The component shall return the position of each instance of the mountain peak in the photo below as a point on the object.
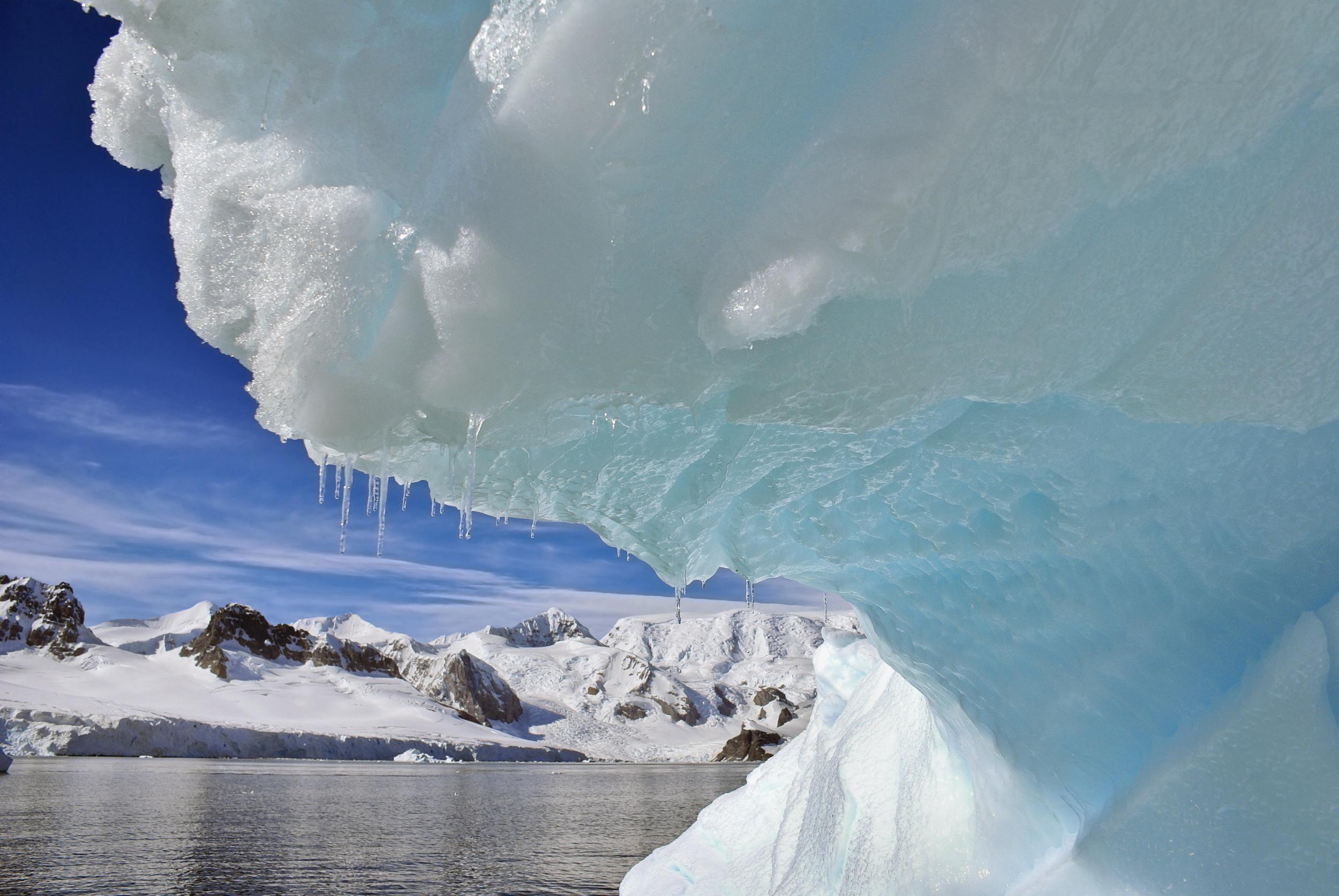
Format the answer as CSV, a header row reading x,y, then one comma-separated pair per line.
x,y
544,630
39,615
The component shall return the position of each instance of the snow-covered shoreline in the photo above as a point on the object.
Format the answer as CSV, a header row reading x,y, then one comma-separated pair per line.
x,y
224,682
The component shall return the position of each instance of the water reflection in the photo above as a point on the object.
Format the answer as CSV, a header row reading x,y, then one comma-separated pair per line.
x,y
77,825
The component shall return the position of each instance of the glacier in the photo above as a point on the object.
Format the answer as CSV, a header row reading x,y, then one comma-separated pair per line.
x,y
1015,325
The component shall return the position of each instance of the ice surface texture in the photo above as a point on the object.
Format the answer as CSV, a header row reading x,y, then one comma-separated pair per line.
x,y
1017,325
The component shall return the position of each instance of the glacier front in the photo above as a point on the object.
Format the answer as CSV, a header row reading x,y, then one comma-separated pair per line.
x,y
1014,323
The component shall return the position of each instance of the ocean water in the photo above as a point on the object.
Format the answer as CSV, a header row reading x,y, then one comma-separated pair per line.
x,y
103,825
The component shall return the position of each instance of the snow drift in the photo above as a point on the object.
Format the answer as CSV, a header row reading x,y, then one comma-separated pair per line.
x,y
1014,323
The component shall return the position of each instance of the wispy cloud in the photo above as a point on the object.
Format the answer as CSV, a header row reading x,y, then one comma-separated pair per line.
x,y
106,418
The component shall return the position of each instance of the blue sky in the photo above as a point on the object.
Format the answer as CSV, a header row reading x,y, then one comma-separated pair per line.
x,y
130,464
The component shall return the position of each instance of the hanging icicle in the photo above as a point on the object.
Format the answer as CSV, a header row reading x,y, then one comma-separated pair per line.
x,y
343,508
381,503
472,443
450,472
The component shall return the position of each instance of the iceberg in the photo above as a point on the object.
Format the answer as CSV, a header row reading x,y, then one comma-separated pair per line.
x,y
1014,325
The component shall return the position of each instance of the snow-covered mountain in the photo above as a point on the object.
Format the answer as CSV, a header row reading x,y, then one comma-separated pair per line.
x,y
240,688
224,681
153,635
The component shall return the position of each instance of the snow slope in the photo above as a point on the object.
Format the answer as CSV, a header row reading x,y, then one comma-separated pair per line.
x,y
109,701
159,634
651,690
655,691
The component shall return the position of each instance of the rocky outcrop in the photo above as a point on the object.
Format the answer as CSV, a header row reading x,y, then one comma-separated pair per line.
x,y
777,707
477,691
545,630
749,747
630,712
43,616
240,627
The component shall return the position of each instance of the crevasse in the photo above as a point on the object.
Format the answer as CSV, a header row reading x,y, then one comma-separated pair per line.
x,y
1015,325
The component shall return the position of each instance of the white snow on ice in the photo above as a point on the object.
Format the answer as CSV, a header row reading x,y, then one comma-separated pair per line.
x,y
1015,325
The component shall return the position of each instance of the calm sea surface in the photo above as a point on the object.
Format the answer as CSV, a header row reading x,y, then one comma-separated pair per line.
x,y
76,825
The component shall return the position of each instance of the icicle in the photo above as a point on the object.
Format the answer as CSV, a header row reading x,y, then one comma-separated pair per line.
x,y
381,503
472,443
343,507
450,472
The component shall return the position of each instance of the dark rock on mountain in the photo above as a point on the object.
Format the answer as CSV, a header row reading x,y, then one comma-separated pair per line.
x,y
724,704
477,691
748,747
43,616
240,627
777,707
352,657
682,709
631,712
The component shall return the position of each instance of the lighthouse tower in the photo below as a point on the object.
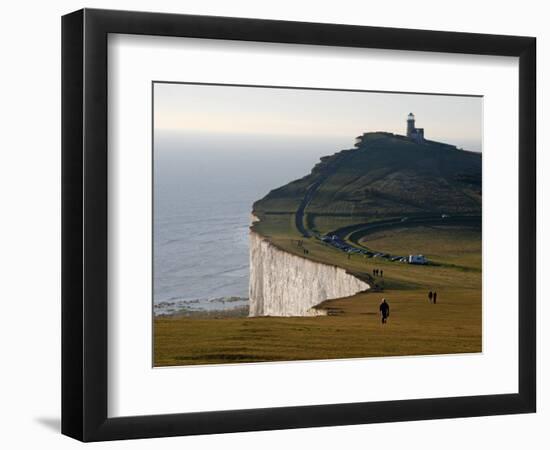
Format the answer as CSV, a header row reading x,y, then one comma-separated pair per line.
x,y
416,134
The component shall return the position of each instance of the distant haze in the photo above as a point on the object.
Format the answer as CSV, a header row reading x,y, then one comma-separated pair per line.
x,y
217,150
313,115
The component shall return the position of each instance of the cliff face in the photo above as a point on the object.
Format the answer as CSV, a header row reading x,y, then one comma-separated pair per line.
x,y
282,284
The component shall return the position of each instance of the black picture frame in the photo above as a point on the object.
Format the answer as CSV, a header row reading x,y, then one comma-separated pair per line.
x,y
84,224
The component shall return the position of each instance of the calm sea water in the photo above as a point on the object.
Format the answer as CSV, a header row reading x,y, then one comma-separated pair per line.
x,y
204,188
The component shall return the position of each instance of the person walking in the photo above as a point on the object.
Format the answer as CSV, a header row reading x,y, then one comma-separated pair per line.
x,y
384,310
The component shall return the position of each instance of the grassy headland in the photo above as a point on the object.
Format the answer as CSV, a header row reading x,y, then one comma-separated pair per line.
x,y
391,181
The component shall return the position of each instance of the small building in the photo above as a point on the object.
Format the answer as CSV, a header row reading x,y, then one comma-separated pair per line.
x,y
417,259
416,134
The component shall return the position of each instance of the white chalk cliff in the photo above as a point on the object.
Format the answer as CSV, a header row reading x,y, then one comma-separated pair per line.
x,y
283,284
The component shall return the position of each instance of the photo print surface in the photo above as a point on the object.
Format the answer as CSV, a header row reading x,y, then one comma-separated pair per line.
x,y
303,224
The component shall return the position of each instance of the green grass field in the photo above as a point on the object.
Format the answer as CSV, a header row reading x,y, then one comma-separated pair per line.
x,y
433,190
352,329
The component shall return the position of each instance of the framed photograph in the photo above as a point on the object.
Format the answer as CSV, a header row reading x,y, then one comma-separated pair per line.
x,y
272,224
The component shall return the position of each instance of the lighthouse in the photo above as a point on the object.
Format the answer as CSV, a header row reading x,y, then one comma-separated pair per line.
x,y
416,134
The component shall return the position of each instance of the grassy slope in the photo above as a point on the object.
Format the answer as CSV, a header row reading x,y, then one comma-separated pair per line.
x,y
352,329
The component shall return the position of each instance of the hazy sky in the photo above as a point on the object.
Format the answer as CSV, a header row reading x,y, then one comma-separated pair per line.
x,y
316,113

::::

Copy out each line of the data where the string "water" appears.

Response below:
The component shall return the position of each instance of the water reflection in the photo above as a point on the object.
The component shall return the position of each instance of the ocean water in the photo above as a point on the object.
The component shall return the position of each instance of the calm sea water in the photo above as a point on the object.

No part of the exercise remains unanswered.